Data supplied:
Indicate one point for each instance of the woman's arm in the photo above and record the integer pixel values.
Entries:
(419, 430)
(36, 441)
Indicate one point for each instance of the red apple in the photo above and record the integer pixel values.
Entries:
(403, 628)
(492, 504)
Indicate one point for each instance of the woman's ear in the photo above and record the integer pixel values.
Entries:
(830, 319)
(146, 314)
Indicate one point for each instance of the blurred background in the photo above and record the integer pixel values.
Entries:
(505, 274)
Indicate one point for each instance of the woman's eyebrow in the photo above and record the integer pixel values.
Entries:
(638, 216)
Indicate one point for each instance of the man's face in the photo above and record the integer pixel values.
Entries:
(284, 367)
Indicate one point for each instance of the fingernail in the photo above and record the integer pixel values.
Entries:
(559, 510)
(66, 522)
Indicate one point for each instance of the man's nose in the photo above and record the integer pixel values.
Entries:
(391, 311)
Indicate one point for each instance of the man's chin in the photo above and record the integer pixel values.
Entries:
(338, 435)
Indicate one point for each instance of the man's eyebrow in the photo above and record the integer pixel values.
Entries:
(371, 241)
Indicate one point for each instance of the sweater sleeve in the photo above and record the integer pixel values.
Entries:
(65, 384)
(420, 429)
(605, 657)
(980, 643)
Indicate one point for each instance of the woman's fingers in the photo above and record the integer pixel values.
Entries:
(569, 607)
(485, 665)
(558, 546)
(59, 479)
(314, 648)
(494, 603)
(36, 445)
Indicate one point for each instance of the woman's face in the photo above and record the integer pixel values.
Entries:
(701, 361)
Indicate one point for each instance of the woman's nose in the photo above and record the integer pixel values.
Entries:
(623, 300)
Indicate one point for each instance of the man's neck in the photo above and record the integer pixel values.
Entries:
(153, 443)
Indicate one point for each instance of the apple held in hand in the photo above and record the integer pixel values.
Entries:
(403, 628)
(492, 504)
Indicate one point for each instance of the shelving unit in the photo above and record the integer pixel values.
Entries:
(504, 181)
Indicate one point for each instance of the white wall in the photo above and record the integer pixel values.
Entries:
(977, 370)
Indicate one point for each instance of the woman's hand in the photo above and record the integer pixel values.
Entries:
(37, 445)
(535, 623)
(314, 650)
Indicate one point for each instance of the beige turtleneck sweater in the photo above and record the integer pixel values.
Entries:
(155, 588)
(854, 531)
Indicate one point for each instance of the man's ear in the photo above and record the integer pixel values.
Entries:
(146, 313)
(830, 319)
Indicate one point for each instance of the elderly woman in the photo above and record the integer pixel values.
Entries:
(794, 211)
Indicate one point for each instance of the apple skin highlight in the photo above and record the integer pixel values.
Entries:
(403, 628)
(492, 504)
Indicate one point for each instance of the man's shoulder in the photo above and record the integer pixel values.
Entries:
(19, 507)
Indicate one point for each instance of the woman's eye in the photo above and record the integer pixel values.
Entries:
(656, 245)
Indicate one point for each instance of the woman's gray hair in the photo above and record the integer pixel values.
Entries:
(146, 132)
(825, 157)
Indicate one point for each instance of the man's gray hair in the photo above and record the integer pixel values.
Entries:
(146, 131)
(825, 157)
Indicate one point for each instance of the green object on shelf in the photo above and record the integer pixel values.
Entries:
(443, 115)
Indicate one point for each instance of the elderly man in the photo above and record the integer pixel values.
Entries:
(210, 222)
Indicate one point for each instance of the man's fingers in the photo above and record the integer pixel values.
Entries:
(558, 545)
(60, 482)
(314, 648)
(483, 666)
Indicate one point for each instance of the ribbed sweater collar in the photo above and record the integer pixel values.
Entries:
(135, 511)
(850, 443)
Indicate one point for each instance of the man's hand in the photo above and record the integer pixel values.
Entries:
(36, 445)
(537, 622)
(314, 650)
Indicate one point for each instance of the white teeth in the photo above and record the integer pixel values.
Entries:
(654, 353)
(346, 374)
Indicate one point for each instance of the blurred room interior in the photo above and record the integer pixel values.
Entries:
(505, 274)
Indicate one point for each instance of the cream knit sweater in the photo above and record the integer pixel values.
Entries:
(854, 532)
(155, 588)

---

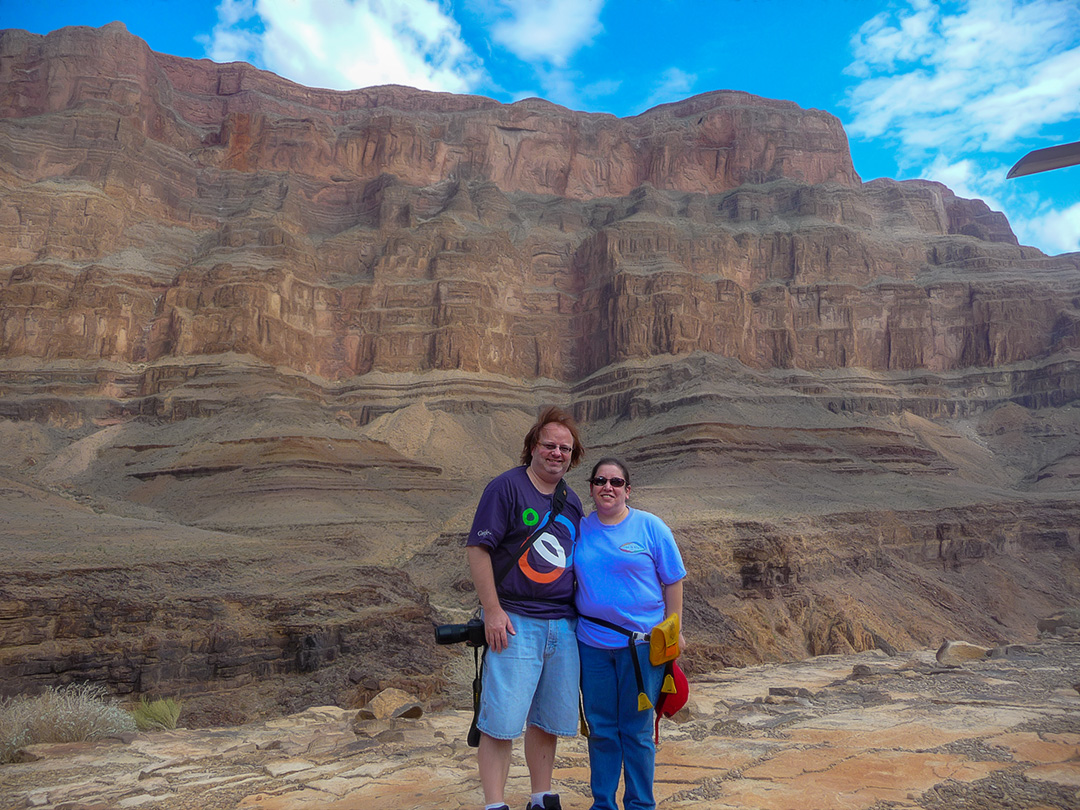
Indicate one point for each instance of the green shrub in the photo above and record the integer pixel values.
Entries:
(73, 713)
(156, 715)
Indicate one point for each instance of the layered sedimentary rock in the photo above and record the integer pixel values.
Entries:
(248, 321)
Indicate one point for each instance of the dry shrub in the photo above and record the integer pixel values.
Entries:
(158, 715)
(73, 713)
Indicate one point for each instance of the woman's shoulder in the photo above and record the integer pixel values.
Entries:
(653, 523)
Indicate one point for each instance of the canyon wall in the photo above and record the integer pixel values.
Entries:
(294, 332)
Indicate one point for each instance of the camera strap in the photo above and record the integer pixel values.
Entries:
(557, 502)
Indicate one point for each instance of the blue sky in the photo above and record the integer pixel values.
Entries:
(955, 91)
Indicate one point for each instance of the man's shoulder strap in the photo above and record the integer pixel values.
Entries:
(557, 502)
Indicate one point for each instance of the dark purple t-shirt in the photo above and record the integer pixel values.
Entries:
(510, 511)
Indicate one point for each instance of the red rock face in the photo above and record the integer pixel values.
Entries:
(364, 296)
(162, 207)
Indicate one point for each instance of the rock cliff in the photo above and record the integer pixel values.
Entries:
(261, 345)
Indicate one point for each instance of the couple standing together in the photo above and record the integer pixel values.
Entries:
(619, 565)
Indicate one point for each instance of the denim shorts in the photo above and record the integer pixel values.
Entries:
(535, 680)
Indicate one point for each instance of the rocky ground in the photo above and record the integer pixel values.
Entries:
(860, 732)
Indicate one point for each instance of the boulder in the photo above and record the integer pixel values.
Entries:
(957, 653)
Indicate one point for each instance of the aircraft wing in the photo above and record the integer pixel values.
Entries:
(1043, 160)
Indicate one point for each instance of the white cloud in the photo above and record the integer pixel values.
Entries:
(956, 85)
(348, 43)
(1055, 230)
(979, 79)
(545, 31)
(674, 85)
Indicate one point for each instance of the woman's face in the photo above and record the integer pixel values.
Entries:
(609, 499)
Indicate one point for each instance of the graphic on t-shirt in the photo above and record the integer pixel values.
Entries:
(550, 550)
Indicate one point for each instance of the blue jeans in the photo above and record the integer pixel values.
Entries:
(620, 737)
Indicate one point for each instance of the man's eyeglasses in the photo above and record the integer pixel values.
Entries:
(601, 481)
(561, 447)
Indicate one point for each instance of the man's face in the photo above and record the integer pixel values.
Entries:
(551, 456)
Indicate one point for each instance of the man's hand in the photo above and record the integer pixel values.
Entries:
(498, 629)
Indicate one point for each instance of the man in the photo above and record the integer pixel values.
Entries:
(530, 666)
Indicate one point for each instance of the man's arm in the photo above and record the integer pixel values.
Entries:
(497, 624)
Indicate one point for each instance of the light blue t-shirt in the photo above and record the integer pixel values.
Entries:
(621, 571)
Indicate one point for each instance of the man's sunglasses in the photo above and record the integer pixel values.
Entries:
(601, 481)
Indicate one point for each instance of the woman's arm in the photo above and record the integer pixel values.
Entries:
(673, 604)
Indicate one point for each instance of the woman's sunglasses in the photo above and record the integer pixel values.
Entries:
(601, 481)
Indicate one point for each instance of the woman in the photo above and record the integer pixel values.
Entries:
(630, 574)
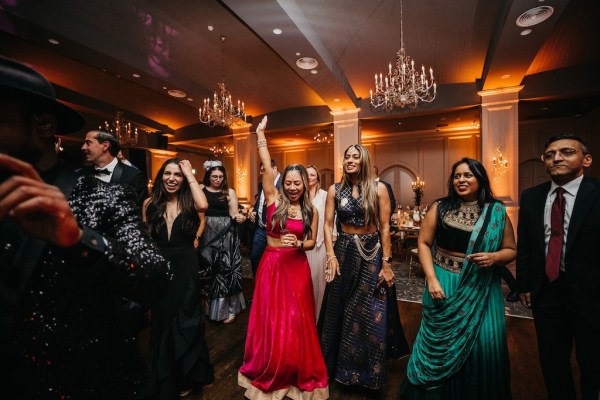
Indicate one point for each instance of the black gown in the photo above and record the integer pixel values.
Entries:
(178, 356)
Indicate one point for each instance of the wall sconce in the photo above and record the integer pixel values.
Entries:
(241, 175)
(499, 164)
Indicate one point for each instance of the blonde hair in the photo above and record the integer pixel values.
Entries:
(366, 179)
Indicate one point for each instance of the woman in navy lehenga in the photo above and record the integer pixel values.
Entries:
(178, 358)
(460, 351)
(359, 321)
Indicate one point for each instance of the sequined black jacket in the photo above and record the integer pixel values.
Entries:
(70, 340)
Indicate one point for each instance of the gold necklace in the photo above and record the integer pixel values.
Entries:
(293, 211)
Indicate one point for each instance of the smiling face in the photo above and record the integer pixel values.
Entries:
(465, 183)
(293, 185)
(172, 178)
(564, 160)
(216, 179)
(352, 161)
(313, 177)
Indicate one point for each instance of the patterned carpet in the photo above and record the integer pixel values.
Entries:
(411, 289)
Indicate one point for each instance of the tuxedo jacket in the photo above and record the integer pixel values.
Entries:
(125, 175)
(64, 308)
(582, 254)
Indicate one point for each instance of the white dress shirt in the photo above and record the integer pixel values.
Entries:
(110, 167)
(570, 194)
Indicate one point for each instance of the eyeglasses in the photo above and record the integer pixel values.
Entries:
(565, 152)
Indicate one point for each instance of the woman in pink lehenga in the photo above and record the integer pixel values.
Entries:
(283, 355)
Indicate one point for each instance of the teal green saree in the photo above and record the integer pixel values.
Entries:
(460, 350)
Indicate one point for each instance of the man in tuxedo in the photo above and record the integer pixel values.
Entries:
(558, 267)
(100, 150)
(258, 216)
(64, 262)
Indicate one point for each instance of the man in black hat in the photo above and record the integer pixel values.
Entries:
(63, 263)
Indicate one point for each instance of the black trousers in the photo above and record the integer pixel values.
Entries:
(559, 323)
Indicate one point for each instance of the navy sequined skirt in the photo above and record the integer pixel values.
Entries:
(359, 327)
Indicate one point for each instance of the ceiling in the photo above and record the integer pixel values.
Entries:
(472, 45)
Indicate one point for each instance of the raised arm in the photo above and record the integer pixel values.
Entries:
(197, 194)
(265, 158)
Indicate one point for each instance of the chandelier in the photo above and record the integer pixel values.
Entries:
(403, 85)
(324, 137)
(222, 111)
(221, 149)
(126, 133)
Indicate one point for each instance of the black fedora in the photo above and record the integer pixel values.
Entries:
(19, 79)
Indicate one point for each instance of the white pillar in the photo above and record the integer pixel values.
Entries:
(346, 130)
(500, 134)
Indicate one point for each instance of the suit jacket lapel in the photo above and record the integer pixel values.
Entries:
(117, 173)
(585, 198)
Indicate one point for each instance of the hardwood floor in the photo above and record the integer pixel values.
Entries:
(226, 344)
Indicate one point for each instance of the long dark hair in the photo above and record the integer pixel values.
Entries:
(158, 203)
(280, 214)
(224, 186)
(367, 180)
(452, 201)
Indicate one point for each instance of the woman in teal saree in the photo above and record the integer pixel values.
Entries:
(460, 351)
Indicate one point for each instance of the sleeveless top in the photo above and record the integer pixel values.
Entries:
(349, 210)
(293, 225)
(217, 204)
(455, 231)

Task instructions: Check the listing above for "tuxedo". Show every line where it turns up.

Your solution:
Indicate one point for each instance of the tuxedo jacket in the photo above and record the integer pixel values.
Indicate one point for each instance of the man in tuxedo in the photo above and record the integer pixel values.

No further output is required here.